━━ Entries provided ━━

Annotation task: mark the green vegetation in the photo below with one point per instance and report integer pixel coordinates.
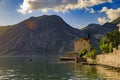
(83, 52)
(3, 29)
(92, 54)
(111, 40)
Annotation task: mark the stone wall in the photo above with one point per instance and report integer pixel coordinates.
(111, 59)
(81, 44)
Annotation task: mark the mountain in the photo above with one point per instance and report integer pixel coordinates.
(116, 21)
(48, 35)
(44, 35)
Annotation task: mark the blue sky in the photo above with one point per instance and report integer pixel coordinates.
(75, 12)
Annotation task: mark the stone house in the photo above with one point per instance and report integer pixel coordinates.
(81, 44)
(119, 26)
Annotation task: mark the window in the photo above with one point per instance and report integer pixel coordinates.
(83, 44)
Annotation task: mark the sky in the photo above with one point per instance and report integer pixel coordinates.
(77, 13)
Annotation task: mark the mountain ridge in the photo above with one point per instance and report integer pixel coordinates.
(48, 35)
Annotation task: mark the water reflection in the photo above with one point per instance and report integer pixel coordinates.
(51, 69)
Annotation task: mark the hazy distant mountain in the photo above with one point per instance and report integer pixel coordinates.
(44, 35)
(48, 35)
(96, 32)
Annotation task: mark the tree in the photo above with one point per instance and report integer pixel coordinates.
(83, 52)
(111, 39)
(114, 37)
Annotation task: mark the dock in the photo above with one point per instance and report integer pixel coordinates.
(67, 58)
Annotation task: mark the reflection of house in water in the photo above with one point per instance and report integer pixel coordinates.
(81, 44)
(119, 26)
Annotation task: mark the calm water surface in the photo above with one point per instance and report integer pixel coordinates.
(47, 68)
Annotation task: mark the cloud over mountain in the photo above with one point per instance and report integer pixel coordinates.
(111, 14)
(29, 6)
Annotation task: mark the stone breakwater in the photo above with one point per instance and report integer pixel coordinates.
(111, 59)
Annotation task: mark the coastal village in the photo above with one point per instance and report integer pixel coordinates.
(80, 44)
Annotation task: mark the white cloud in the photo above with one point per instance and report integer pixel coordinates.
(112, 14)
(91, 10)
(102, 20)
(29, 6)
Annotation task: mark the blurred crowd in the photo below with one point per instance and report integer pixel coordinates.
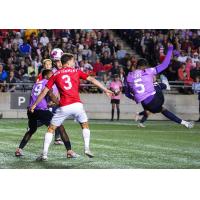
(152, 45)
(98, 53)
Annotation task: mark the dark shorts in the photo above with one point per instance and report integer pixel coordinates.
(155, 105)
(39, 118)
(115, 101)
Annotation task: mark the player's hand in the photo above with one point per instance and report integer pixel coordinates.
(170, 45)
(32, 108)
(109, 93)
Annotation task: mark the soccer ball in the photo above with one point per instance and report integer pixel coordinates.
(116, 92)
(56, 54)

━━━

### Required work
Exactly what appears in the records above must be returned, apart from the pictures.

### Response to this exercise
Annotation task: mark the green vegetation in the photo below with one point per instance and report integer pixel coordinates.
(83, 52)
(3, 29)
(92, 54)
(111, 40)
Annotation task: mark the stone wall in the photo above with one point per instance and report integer pixel coordinates.
(111, 59)
(81, 44)
Annotation task: mark the mountain in the photo above with one point per instance and report integer pixel coordinates.
(116, 21)
(48, 35)
(44, 35)
Annotation task: mark the blue sky in the photo above with one point per instance and report integer pixel coordinates.
(75, 12)
Annotation task: mark the stone house in the photo above with one point per instance and report integer pixel coordinates.
(81, 44)
(119, 26)
Annotation task: mark the window in the photo above with one point per instance and report integer pixel coordinates.
(83, 44)
Annotation task: mark the sky in the photo above with one point per instance and report integer pixel coordinates.
(77, 13)
Annotation task: mark the mountain ridge in the photo above with one point per instance and report integer pixel coordinates.
(48, 35)
Annotation task: mark the water reflection in the photo above with one point per instance and report integer pixel coordinates.
(51, 69)
Annotation task: mark the hazy distant mountain in the photo above with one point per instance and report integer pixel coordinates.
(44, 35)
(48, 35)
(96, 32)
Annotation task: mark the tree in the photo above with one point per instance and report integer pixel coordinates.
(83, 52)
(111, 39)
(114, 37)
Annotation task: mark the dock in the photo above with one point per instance and report integer pixel coordinates.
(67, 58)
Annotation task: mark the reflection of house in water in the photo above with one point per instance and report integer pixel coordinates.
(81, 44)
(119, 26)
Annotation task: mark the calm water surface in the photo above with one point per instance and report integer pixel coordinates.
(47, 68)
Annotation task: mark the cloud over mountain in the photo above with one point per instance and report integer pixel coordinates.
(111, 14)
(29, 6)
Annotation task: mark the stone breakwater in the photo above with one point per instance and report integer pixel coordinates.
(111, 59)
Annotation task: mark the coastal village in the photo above with one point per instance and report integer pixel coordinates.
(80, 44)
Annotation task: mark the white cloud in the photo above with one point per instance and report integer pixel coordinates.
(112, 14)
(91, 10)
(102, 20)
(29, 6)
Annotation task: mark the blurred crowd in the photo below with one point per instance and report integer pixel coordinates.
(152, 45)
(98, 53)
Annotation task: mark the dark shorts in the photo above with one point per instance and report integer pixel coordinates.
(155, 105)
(39, 118)
(115, 101)
Annotation task: mark the player's hand in the photo above with one point per instance and report integer pixel coordinates.
(170, 45)
(32, 108)
(109, 93)
Annotation task: mark the soccer ball in the photo above with one point per instance and report integer pixel coordinates.
(116, 92)
(56, 54)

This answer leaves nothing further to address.